YOUR INSTRUCTIONS:
Each line from the one containing "Mark one point per instance of the front fender" through the final line of the data below must be repeated exactly.

START ENTRIES SHOWN

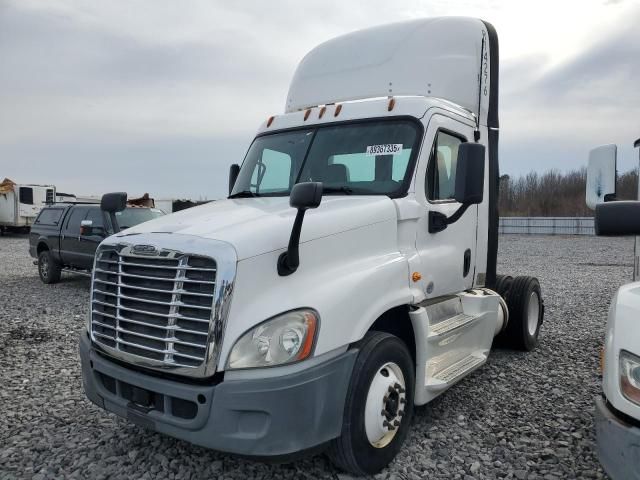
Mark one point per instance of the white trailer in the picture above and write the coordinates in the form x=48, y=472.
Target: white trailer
x=618, y=409
x=20, y=204
x=350, y=274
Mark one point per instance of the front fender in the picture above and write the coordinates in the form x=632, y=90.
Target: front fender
x=350, y=278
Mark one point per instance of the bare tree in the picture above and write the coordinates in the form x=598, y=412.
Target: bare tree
x=555, y=194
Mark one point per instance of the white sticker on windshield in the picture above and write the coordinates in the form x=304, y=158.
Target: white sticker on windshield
x=386, y=149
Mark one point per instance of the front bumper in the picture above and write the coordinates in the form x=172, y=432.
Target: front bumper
x=263, y=417
x=618, y=444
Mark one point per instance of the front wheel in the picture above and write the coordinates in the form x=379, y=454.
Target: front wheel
x=378, y=407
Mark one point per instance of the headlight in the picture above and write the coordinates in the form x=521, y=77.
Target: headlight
x=286, y=338
x=630, y=376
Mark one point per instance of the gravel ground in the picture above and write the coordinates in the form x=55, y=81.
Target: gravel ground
x=523, y=416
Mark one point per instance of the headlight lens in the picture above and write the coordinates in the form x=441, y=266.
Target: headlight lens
x=286, y=338
x=630, y=376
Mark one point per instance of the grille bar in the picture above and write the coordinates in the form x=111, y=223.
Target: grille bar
x=156, y=307
x=151, y=325
x=155, y=302
x=167, y=267
x=147, y=289
x=120, y=273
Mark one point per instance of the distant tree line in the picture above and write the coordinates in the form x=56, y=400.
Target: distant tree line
x=555, y=194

END ENTRIES SHOWN

ANSWER:
Mark one point per instance of the front fender in the picture above and write the coordinates in the form x=632, y=90.
Target: front fender
x=350, y=278
Mark one point per instance of the bare tree in the picture above and write the coordinates in the form x=598, y=412.
Target: bare tree
x=555, y=194
Mark one point per instance of the white sticker on windshield in the picture above and write the coordinates in the form x=304, y=158.
Target: white sticker on windshield
x=386, y=149
Mark one point per instance of the front bumper in the picture above and write the coordinates in the form x=172, y=432.
Target: front bumper
x=263, y=417
x=618, y=444
Mark one point per instance of the front wheel in the picture above and write the coordinates in the form x=379, y=454.
Target: front wheel
x=378, y=407
Mark one point per instance of the headlight in the picture above and write the coordinates in the form x=521, y=77.
Target: headlight
x=286, y=338
x=630, y=376
Mark one point per instance of the gravel ground in the picture above and write the coordinates in the form x=55, y=81.
Target: gravel ground
x=523, y=416
Mark one point per instance of the headlight lens in the picture above and write the coordinates in the form x=441, y=266.
Target: headlight lens
x=286, y=338
x=630, y=376
Mark one point per instance of the grille bar in the picture above and write the coordinates in the form x=111, y=223.
Target: grille bar
x=156, y=307
x=151, y=325
x=155, y=302
x=167, y=267
x=147, y=289
x=120, y=273
Mark one point per instance of the distant tree line in the picture above and write the coordinates in the form x=56, y=400.
Target: distant tree line
x=555, y=194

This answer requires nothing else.